> _RECORDED DATA_:
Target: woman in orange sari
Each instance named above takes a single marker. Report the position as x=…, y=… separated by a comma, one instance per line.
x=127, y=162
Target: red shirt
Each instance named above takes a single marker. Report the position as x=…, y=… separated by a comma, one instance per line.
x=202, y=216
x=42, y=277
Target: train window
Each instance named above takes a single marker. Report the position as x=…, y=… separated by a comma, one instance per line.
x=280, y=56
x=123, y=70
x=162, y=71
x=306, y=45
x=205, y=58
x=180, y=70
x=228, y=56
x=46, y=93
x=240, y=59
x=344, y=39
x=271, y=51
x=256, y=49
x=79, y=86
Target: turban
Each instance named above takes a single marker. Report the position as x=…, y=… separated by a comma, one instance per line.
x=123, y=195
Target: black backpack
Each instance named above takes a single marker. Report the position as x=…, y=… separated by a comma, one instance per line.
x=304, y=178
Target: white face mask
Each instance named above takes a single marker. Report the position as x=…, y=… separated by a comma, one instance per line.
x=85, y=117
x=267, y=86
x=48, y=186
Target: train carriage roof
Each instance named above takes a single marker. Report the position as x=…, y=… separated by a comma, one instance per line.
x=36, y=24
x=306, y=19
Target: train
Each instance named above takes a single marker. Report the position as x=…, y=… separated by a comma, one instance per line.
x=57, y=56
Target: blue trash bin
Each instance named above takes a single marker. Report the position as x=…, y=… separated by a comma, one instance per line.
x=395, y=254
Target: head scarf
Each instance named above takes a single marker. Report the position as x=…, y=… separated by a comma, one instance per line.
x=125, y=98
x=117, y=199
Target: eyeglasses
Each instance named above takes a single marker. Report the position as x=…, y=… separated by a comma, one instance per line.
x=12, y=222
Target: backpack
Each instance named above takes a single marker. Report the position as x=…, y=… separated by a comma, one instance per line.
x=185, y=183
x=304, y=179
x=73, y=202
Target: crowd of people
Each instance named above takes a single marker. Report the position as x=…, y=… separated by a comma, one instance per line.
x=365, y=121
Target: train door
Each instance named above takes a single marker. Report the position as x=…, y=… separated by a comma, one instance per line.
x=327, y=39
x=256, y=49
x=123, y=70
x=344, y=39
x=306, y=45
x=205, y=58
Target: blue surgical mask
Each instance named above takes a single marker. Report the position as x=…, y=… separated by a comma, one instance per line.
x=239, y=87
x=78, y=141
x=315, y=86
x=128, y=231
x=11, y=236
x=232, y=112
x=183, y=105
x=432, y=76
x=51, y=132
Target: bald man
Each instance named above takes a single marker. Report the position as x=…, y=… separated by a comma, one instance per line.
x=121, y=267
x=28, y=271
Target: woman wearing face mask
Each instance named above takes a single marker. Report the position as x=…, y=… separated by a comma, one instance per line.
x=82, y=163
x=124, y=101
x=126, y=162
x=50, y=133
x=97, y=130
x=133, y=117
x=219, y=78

> _DESCRIPTION OF THE TASK_:
The output should match the records above exactly, entry for entry.

> _TASK ANSWER_:
Target: woman in orange sari
Each instance named above takes a single marker. Report the position as x=…, y=… separated by a comma, one instance per line.
x=127, y=162
Target: red shirt
Each instance named above takes a single marker. Report the position as x=…, y=… separated by a comma, one instance per line.
x=202, y=216
x=42, y=277
Target: train window
Each instance named above takes a single marker. Report the position as x=…, y=… separated by a comma, one instance per line.
x=280, y=56
x=123, y=70
x=162, y=71
x=306, y=45
x=205, y=58
x=180, y=70
x=228, y=56
x=46, y=93
x=240, y=59
x=344, y=39
x=271, y=51
x=256, y=49
x=79, y=86
Target: turban
Each instance named above takes a single marker. Report the position as x=…, y=… separated by a comma, one instance per line.
x=123, y=195
Target: black backpack
Each instance named above takes a single marker. Report the position as x=…, y=… separated by a comma, one instance per line.
x=304, y=178
Target: white face mask
Each instance named above takes a single marker. Report the position as x=…, y=… separated by a comma, one instance per line.
x=85, y=117
x=267, y=86
x=48, y=186
Target: train carriage roof
Each instance named above takes a single marker. Report the position as x=…, y=… separated by a comma, one instance per line.
x=36, y=24
x=306, y=19
Target: train
Each instance named above takes a single marker. Report the position as x=…, y=… separated by a comma, one instance per line.
x=57, y=56
Target: blue trash bin
Each instance named above takes a single marker. Report the position as x=…, y=… separated by a comma, one instance per line.
x=395, y=254
Target: head scarf
Each instance named above takes a single marker. Report the position as x=…, y=… separated by a comma, one instance per line.
x=125, y=98
x=117, y=199
Target: eyeglasses
Each instance named above takes a single marker. Report the position as x=…, y=… separated by a comma, one instance per line.
x=12, y=222
Target: backpack
Each instance named above takes a single marker. Report the position as x=…, y=… separated by a comma, one instance per line.
x=185, y=183
x=304, y=179
x=73, y=202
Target: crowd of people
Each instance named above takes a single marker. Report the position as x=…, y=… separated by a comma, one instance per line.
x=365, y=121
Target: train door
Each instance named above takes a single marker. Report the position as x=…, y=… separated by a comma, one instance per line.
x=327, y=39
x=256, y=49
x=123, y=70
x=344, y=39
x=306, y=45
x=205, y=58
Target: blue surgical mask
Each instance named above takes a single marker. Report the position as x=…, y=… separated by a comma, one instance per line.
x=239, y=87
x=78, y=141
x=315, y=86
x=128, y=231
x=11, y=236
x=232, y=112
x=183, y=105
x=432, y=76
x=51, y=132
Target: bald man
Each instance named above takes a single marker. Report the position as x=…, y=… separated by a comma, one instance per line.
x=121, y=267
x=28, y=271
Target: woman wearing face mask
Each instance named above takes a single marker. Report the position as x=…, y=… separated by a comma, one instance per line.
x=82, y=163
x=124, y=101
x=126, y=162
x=50, y=133
x=97, y=130
x=133, y=117
x=219, y=78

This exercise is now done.